Segment Start: EXERCISE MATERIALS
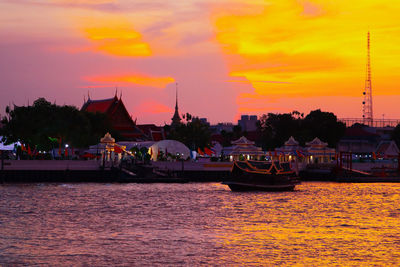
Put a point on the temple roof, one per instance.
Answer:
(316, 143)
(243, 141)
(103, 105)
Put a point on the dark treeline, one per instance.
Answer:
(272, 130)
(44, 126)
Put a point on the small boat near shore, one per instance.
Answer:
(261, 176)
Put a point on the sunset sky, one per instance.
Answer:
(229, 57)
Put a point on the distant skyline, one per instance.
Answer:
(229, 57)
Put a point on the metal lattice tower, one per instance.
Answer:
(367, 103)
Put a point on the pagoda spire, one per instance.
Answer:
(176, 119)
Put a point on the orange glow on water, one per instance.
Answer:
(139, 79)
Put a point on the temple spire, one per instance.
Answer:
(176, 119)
Segment End: EXERCISE MATERIALS
Segment Start: EXERCISE MATERIALS
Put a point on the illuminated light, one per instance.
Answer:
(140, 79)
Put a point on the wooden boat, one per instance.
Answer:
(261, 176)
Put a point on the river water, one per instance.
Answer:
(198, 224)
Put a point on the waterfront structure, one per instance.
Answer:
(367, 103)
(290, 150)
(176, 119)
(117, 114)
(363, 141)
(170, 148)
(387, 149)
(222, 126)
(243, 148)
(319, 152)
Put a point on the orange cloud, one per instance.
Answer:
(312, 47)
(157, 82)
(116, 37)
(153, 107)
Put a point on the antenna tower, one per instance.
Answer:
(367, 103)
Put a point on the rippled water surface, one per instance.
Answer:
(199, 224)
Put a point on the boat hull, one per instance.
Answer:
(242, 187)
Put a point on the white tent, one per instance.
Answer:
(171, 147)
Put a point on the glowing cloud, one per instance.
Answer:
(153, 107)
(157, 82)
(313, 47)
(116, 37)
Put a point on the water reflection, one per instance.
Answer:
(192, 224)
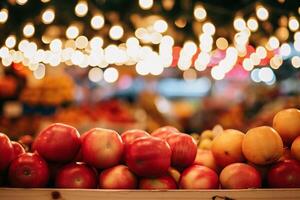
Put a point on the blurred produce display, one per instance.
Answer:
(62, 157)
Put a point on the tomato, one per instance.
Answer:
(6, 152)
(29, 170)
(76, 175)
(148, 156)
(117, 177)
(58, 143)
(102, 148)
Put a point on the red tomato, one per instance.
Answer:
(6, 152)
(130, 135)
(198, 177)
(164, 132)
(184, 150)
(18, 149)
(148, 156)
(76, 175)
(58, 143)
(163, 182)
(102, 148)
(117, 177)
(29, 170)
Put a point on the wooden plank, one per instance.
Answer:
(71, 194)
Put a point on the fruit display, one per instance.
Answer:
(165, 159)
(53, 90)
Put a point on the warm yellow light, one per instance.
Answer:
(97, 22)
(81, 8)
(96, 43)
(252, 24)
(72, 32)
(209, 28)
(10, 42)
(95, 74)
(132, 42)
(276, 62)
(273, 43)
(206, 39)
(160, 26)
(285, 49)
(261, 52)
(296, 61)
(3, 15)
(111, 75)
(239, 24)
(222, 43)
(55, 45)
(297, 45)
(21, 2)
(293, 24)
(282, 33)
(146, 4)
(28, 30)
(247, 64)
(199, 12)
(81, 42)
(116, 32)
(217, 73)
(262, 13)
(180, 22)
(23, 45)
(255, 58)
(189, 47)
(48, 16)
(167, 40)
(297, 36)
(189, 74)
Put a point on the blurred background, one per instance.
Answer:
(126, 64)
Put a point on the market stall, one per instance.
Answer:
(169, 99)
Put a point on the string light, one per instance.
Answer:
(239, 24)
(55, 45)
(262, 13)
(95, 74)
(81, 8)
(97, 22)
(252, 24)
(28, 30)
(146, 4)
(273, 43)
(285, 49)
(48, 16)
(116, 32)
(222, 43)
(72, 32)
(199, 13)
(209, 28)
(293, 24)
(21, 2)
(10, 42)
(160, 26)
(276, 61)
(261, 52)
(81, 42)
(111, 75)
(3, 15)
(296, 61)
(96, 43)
Segment End: EXERCISE MATERIALS
◆ EXERCISE REQUIREMENTS ◆
Go to the line with "Put a point on the fruit" in the entries above and repeat every line from there through the line with "Put a point on the warm", exactly and with no other text.

◆ EXPECTED ANSWER ◆
Put a point on the fruit display, one per instance.
Answer:
(165, 159)
(53, 90)
Put a point on the warm yellow light, one per instance.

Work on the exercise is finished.